#### The exercise:
Reproduce the lines below, replacing "cabin window" with "porthole" and keeping everything else the same. Leave the pictures out.

#### Extracted records:
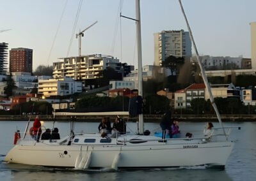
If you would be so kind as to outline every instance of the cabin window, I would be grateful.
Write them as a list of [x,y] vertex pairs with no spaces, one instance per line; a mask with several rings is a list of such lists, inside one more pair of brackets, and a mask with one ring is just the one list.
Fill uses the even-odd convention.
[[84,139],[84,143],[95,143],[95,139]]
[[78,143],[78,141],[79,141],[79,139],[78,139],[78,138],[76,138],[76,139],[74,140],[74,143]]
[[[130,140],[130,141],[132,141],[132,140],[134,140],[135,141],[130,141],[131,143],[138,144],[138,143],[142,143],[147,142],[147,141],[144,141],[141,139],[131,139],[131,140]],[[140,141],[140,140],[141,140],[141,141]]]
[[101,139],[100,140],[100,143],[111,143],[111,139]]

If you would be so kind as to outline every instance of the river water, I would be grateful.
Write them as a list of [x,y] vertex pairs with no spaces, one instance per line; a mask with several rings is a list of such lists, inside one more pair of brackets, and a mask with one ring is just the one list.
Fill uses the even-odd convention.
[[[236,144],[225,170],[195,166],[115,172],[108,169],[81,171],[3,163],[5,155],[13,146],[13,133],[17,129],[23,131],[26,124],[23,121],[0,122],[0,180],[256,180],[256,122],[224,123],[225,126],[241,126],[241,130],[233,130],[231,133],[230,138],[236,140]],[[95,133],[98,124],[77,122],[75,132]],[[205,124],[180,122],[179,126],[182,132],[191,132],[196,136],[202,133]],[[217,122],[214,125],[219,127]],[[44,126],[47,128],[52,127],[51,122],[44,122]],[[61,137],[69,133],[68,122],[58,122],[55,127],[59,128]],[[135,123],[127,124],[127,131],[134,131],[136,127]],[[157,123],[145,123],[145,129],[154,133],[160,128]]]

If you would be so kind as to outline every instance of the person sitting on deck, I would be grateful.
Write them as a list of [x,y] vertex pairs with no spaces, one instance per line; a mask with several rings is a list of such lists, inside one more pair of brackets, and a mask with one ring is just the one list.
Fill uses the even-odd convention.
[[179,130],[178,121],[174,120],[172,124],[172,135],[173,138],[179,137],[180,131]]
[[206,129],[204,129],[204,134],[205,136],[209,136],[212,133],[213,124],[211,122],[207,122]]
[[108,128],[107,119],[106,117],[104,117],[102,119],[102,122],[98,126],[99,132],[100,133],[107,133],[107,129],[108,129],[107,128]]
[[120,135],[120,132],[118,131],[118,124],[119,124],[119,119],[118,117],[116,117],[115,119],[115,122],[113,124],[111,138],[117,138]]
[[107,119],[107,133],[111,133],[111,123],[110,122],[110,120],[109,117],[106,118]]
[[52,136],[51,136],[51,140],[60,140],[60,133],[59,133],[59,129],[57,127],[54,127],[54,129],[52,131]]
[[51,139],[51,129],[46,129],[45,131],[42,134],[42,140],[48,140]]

#### Expected answer:
If you would be so kind as to outline every instance of the porthole, I would be grateful.
Write them as a list of [x,y] vertex pairs with no spaces, one instance per line; a mask with several rings is a list of such lists, inside one more pair of brackets, and a mask with one ring is just the one list.
Fill uses the even-odd convention.
[[84,139],[84,143],[95,143],[95,139]]
[[78,143],[78,141],[79,141],[79,139],[78,139],[78,138],[76,138],[76,139],[74,140],[74,143]]
[[[130,140],[130,141],[132,141],[132,140],[134,140],[135,141],[130,141],[131,143],[138,144],[138,143],[142,143],[147,142],[147,141],[144,141],[141,139],[131,139],[131,140]],[[140,141],[140,140],[141,140],[141,141]]]
[[101,139],[100,140],[100,143],[111,143],[111,139]]

If you would be so kind as to outline every instance of the river water, I would be grateful.
Write them as a list of [x,y] vertex pairs with no spaces, one instance per line; a mask with several rings is a list of such lists, inside one more pair of brackets, and a mask with one ring is just the one list.
Fill uses the even-odd convention.
[[[236,144],[225,170],[195,166],[115,172],[108,169],[81,171],[3,163],[5,155],[13,146],[13,133],[17,129],[23,131],[26,124],[23,121],[0,122],[0,180],[256,180],[256,122],[224,123],[225,126],[241,126],[241,130],[233,130],[231,133],[230,138],[236,140]],[[95,133],[98,124],[77,122],[75,132]],[[205,124],[180,122],[179,126],[182,132],[191,132],[196,136],[202,133]],[[217,122],[214,125],[219,127]],[[44,126],[47,128],[52,127],[51,122],[44,122]],[[61,137],[69,133],[68,122],[58,122],[55,127],[59,128]],[[135,123],[127,124],[127,131],[134,131],[136,127]],[[157,123],[145,123],[145,129],[154,133],[160,128]]]

If you would be so kind as to outline every instance of the person sitting on deck, I would be grateful.
Write them as a list of [x,y] vertex pairs with no spaces, one instance per line; a mask with several rings is a list of such lists, inside one more pair of brackets, and a mask with one ring is just the one list.
Fill uses the even-odd convention.
[[179,130],[178,121],[174,120],[172,124],[172,135],[173,138],[179,137],[180,131]]
[[206,129],[204,129],[204,134],[205,136],[209,136],[212,133],[213,124],[211,122],[207,122]]
[[108,128],[107,119],[106,117],[104,117],[102,119],[102,122],[98,126],[99,132],[100,133],[107,133],[107,129],[108,129],[107,128]]
[[120,135],[120,132],[118,131],[118,124],[119,124],[119,119],[118,117],[116,117],[115,119],[115,122],[113,124],[111,138],[117,138]]
[[107,119],[107,133],[111,133],[111,123],[110,122],[110,120],[109,117],[106,118]]
[[52,136],[51,136],[51,140],[60,140],[60,133],[59,133],[59,129],[57,127],[54,127],[54,129],[52,131]]
[[51,139],[51,129],[46,129],[45,131],[42,134],[42,140],[48,140]]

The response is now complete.